Reproduce the listing below, switching every occurrence of "rough mask" to "coarse mask" and leaving everything else unchanged.

*Collected data*:

-=-=-=-=-

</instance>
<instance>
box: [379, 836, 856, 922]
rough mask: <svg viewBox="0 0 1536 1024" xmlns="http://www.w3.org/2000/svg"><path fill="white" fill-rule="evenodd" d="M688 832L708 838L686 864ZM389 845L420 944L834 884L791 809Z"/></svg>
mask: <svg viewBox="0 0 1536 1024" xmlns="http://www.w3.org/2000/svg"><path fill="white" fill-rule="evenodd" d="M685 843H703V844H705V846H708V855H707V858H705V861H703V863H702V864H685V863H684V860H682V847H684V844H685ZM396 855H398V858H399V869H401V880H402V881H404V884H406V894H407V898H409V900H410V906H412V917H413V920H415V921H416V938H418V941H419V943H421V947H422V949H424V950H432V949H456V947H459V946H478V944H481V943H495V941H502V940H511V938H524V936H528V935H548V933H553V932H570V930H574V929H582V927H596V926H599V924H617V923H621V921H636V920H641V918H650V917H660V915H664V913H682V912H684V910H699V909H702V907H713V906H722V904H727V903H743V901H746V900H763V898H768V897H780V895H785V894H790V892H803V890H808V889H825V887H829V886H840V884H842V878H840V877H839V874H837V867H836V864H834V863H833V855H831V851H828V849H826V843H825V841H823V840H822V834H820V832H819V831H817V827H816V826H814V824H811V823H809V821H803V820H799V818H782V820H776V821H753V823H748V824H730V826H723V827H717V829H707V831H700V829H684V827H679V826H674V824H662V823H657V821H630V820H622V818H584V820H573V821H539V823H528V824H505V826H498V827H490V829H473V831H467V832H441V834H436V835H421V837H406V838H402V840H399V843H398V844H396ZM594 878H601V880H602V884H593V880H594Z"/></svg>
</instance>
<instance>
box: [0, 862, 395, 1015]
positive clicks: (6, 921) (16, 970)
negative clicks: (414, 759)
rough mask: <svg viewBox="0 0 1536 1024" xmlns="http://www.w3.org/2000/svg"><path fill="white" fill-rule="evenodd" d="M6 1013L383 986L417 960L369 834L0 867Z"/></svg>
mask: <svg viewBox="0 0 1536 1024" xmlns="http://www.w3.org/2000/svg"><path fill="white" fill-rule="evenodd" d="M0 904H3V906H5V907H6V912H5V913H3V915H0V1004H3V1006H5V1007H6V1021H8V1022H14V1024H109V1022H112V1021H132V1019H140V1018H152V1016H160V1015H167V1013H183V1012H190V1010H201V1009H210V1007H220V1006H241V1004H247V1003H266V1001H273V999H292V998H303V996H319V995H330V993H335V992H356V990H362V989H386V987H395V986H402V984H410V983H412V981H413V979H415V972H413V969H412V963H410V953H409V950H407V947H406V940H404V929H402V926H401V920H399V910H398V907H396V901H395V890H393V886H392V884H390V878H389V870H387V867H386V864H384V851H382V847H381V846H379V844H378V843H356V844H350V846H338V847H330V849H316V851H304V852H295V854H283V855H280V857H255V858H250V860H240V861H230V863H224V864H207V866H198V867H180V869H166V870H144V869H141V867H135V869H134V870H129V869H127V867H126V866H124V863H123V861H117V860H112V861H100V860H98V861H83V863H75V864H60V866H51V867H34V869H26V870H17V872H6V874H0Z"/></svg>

-=-=-=-=-

*Solved exercise*:
</instance>
<instance>
box: [379, 836, 856, 922]
coarse mask: <svg viewBox="0 0 1536 1024" xmlns="http://www.w3.org/2000/svg"><path fill="white" fill-rule="evenodd" d="M688 832L708 838L686 864ZM389 845L420 944L834 884L791 809Z"/></svg>
mask: <svg viewBox="0 0 1536 1024" xmlns="http://www.w3.org/2000/svg"><path fill="white" fill-rule="evenodd" d="M685 843H703V844H705V846H708V855H707V858H705V861H703V863H702V864H685V863H684V860H682V847H684V844H685ZM396 855H398V858H399V869H401V880H402V881H404V884H406V894H407V898H409V900H410V906H412V917H413V920H415V921H416V938H418V941H419V943H421V947H422V949H424V950H432V949H456V947H459V946H478V944H481V943H495V941H502V940H511V938H524V936H528V935H548V933H553V932H570V930H574V929H582V927H596V926H599V924H617V923H621V921H636V920H641V918H650V917H660V915H664V913H682V912H684V910H699V909H702V907H713V906H722V904H727V903H743V901H746V900H763V898H768V897H780V895H785V894H790V892H803V890H808V889H825V887H829V886H840V884H842V878H840V877H839V874H837V867H836V864H834V863H833V855H831V851H828V849H826V843H825V841H823V840H822V834H820V832H819V831H817V827H816V826H814V824H811V823H809V821H803V820H799V818H782V820H776V821H753V823H748V824H730V826H723V827H717V829H707V831H700V829H684V827H679V826H674V824H662V823H657V821H630V820H622V818H584V820H573V821H539V823H528V824H505V826H498V827H490V829H473V831H467V832H441V834H436V835H421V837H406V838H402V840H399V843H398V844H396ZM594 878H601V880H602V884H593V880H594Z"/></svg>
</instance>
<instance>
box: [0, 862, 395, 1015]
positive clicks: (6, 921) (16, 970)
negative clicks: (414, 759)
coarse mask: <svg viewBox="0 0 1536 1024" xmlns="http://www.w3.org/2000/svg"><path fill="white" fill-rule="evenodd" d="M6 1013L383 986L417 960L369 834L0 867Z"/></svg>
mask: <svg viewBox="0 0 1536 1024" xmlns="http://www.w3.org/2000/svg"><path fill="white" fill-rule="evenodd" d="M0 904H3V906H5V907H6V912H5V913H3V915H0V1004H3V1006H5V1007H6V1021H8V1022H14V1024H109V1022H112V1021H132V1019H140V1018H152V1016H160V1015H167V1013H183V1012H190V1010H201V1009H210V1007H220V1006H241V1004H247V1003H266V1001H273V999H292V998H303V996H319V995H330V993H335V992H356V990H362V989H386V987H395V986H402V984H410V983H412V981H413V979H415V972H413V969H412V963H410V953H409V950H407V947H406V940H404V929H402V926H401V920H399V910H398V907H396V901H395V890H393V886H392V884H390V878H389V870H387V867H386V864H384V851H382V847H381V846H379V844H378V843H356V844H350V846H338V847H330V849H316V851H304V852H295V854H283V855H280V857H255V858H250V860H240V861H230V863H224V864H207V866H198V867H180V869H166V870H144V869H141V867H135V869H134V870H129V869H127V867H126V866H124V863H123V861H117V860H112V861H100V860H98V861H83V863H75V864H60V866H51V867H34V869H26V870H17V872H6V874H0Z"/></svg>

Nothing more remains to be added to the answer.